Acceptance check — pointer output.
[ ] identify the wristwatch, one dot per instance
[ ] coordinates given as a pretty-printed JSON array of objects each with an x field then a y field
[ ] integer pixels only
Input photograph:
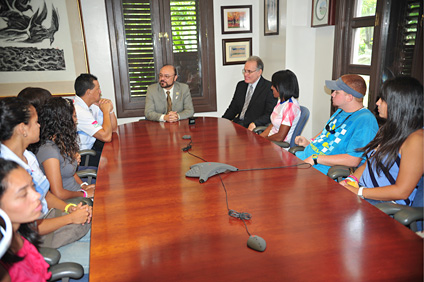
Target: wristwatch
[
  {"x": 315, "y": 158},
  {"x": 360, "y": 191}
]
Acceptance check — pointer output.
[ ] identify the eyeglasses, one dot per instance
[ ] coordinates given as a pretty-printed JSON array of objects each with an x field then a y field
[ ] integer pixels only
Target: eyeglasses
[
  {"x": 243, "y": 71},
  {"x": 167, "y": 76}
]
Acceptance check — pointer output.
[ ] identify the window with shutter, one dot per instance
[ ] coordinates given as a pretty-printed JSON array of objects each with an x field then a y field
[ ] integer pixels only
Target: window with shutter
[
  {"x": 388, "y": 41},
  {"x": 139, "y": 43}
]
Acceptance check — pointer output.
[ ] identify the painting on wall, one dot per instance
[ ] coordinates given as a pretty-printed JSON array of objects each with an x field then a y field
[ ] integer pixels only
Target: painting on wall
[
  {"x": 236, "y": 19},
  {"x": 323, "y": 12},
  {"x": 236, "y": 51},
  {"x": 41, "y": 45}
]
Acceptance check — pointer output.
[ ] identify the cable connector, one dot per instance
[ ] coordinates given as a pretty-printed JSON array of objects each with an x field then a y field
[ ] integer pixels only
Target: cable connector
[{"x": 185, "y": 149}]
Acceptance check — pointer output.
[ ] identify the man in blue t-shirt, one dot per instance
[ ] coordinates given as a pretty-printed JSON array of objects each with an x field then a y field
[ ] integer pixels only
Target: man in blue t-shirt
[{"x": 351, "y": 127}]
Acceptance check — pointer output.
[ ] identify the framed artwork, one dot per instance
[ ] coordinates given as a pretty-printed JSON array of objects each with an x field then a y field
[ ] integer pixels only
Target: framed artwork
[
  {"x": 236, "y": 19},
  {"x": 271, "y": 15},
  {"x": 323, "y": 12},
  {"x": 236, "y": 51},
  {"x": 43, "y": 47}
]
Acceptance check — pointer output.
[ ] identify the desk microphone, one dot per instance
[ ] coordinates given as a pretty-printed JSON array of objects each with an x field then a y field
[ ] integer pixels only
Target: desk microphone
[{"x": 188, "y": 147}]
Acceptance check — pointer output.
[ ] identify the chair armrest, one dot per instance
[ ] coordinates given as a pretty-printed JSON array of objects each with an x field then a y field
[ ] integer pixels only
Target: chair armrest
[
  {"x": 408, "y": 215},
  {"x": 389, "y": 208},
  {"x": 295, "y": 149},
  {"x": 338, "y": 172},
  {"x": 282, "y": 144},
  {"x": 259, "y": 129},
  {"x": 77, "y": 200},
  {"x": 50, "y": 255},
  {"x": 66, "y": 270},
  {"x": 88, "y": 153},
  {"x": 87, "y": 173}
]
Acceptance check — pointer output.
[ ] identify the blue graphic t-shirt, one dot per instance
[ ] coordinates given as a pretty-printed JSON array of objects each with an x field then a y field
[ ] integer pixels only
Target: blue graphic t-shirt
[{"x": 346, "y": 133}]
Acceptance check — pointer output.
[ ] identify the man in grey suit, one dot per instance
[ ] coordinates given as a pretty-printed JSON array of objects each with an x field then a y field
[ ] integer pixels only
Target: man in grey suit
[{"x": 168, "y": 100}]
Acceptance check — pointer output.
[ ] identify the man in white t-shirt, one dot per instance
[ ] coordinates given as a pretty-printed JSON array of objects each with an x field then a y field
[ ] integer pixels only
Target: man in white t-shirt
[{"x": 96, "y": 119}]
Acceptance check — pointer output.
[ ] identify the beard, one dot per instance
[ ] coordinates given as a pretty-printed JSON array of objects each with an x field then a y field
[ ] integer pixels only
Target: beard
[{"x": 165, "y": 84}]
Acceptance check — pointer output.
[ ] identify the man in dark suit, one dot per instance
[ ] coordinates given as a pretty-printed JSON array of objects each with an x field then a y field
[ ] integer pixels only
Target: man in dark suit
[
  {"x": 253, "y": 101},
  {"x": 168, "y": 100}
]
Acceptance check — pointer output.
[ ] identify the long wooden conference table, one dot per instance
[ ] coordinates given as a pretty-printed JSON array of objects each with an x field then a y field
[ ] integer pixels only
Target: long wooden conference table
[{"x": 152, "y": 223}]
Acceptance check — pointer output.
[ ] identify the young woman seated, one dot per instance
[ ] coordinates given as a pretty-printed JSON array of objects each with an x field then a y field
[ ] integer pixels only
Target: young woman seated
[
  {"x": 394, "y": 165},
  {"x": 286, "y": 113},
  {"x": 58, "y": 148},
  {"x": 20, "y": 201}
]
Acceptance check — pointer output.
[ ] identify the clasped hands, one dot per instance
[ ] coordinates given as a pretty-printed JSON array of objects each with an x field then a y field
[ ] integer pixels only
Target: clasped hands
[
  {"x": 89, "y": 189},
  {"x": 171, "y": 117}
]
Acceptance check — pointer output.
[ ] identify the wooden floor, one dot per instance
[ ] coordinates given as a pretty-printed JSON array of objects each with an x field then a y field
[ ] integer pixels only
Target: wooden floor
[{"x": 151, "y": 223}]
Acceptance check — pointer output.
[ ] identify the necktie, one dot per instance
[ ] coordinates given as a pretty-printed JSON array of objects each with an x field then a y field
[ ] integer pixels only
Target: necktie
[
  {"x": 246, "y": 102},
  {"x": 168, "y": 102}
]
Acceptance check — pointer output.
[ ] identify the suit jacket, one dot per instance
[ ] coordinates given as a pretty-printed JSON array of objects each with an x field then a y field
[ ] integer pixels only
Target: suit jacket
[
  {"x": 260, "y": 107},
  {"x": 156, "y": 101}
]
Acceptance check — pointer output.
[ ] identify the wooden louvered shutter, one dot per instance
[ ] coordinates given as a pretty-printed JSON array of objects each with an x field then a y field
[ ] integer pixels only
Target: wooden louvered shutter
[
  {"x": 185, "y": 42},
  {"x": 139, "y": 42}
]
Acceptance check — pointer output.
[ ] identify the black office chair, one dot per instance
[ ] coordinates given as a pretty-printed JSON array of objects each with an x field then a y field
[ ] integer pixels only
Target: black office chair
[
  {"x": 87, "y": 174},
  {"x": 304, "y": 116},
  {"x": 63, "y": 271}
]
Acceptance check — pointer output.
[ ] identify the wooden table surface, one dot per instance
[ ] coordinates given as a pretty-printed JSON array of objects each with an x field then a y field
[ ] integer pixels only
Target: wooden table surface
[{"x": 151, "y": 223}]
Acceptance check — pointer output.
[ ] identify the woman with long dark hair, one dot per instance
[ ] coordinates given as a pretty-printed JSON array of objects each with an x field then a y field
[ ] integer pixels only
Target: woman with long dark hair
[
  {"x": 394, "y": 165},
  {"x": 286, "y": 113},
  {"x": 57, "y": 150},
  {"x": 20, "y": 201}
]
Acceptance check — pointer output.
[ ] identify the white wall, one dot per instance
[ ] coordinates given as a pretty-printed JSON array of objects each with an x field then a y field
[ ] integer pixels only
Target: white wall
[{"x": 306, "y": 51}]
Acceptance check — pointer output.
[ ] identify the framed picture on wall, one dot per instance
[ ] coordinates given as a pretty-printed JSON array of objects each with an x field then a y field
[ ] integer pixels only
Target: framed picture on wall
[
  {"x": 271, "y": 14},
  {"x": 323, "y": 12},
  {"x": 236, "y": 51},
  {"x": 48, "y": 53},
  {"x": 236, "y": 19}
]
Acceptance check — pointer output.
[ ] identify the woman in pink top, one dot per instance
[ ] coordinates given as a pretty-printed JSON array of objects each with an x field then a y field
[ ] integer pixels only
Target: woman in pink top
[
  {"x": 20, "y": 201},
  {"x": 286, "y": 113}
]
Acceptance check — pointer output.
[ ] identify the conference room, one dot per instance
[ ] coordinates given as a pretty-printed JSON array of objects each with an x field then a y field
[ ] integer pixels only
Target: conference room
[{"x": 152, "y": 222}]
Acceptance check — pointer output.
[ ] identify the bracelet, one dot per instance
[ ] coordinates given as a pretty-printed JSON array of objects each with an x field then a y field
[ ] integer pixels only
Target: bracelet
[
  {"x": 353, "y": 177},
  {"x": 85, "y": 193},
  {"x": 68, "y": 206}
]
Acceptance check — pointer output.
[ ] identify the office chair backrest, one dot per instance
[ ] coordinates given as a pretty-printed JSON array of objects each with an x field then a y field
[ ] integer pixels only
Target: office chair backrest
[
  {"x": 304, "y": 116},
  {"x": 418, "y": 200}
]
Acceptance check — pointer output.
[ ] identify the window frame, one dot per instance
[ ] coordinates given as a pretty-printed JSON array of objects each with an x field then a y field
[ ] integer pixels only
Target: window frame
[{"x": 128, "y": 106}]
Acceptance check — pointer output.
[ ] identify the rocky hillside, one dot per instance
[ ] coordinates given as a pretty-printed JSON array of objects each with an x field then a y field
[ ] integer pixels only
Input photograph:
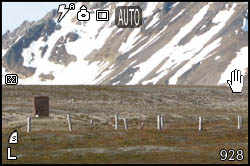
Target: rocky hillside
[{"x": 185, "y": 43}]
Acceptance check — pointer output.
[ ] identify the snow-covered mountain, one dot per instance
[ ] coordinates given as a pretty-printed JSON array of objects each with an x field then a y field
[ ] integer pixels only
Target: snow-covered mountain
[{"x": 185, "y": 43}]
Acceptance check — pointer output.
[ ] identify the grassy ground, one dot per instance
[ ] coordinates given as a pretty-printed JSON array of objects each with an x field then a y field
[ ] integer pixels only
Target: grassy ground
[{"x": 180, "y": 141}]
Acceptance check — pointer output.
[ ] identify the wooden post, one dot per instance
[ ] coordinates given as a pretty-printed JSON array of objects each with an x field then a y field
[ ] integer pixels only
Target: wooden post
[
  {"x": 28, "y": 124},
  {"x": 69, "y": 122},
  {"x": 162, "y": 122},
  {"x": 116, "y": 121},
  {"x": 125, "y": 124},
  {"x": 239, "y": 122},
  {"x": 159, "y": 122},
  {"x": 200, "y": 123}
]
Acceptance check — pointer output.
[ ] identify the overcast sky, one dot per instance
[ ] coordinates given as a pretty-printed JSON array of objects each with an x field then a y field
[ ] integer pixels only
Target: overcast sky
[{"x": 14, "y": 13}]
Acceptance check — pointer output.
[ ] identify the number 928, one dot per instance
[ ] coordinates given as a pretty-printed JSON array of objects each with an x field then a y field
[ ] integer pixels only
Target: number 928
[{"x": 231, "y": 155}]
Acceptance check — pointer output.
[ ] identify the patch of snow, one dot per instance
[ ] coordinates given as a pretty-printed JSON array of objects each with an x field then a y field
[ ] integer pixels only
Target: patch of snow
[
  {"x": 161, "y": 54},
  {"x": 4, "y": 52},
  {"x": 153, "y": 21},
  {"x": 240, "y": 62},
  {"x": 126, "y": 46},
  {"x": 180, "y": 13},
  {"x": 175, "y": 4},
  {"x": 27, "y": 52},
  {"x": 204, "y": 26},
  {"x": 117, "y": 82},
  {"x": 149, "y": 9},
  {"x": 155, "y": 37},
  {"x": 217, "y": 57},
  {"x": 245, "y": 25}
]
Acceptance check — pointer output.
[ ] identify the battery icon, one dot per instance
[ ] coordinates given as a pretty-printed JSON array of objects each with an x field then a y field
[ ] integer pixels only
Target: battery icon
[{"x": 102, "y": 15}]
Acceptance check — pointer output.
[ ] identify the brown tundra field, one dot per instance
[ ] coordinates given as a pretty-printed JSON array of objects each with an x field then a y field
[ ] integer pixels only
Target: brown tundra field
[{"x": 180, "y": 141}]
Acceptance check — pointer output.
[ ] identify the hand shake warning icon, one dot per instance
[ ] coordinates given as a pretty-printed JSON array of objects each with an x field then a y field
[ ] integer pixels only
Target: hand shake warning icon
[{"x": 236, "y": 82}]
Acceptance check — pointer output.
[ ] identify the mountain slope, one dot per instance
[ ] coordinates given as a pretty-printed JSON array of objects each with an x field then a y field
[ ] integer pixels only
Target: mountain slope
[{"x": 183, "y": 43}]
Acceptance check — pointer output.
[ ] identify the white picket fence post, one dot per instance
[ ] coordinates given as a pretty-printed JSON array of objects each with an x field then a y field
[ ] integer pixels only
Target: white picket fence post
[
  {"x": 159, "y": 122},
  {"x": 116, "y": 121},
  {"x": 200, "y": 123},
  {"x": 28, "y": 124},
  {"x": 141, "y": 126},
  {"x": 239, "y": 122},
  {"x": 125, "y": 124},
  {"x": 162, "y": 122},
  {"x": 69, "y": 122}
]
━━━━━━━━━━━━━━━━
WHAT TO DO:
Pick out each line in the items above that contains the word "window" and copy those lines. Case counts.

TASK OUTPUT:
[ ] identify the window with shutter, one dot per instance
Target: window with shutter
[ ] identify the window frame, one dot per instance
Target: window frame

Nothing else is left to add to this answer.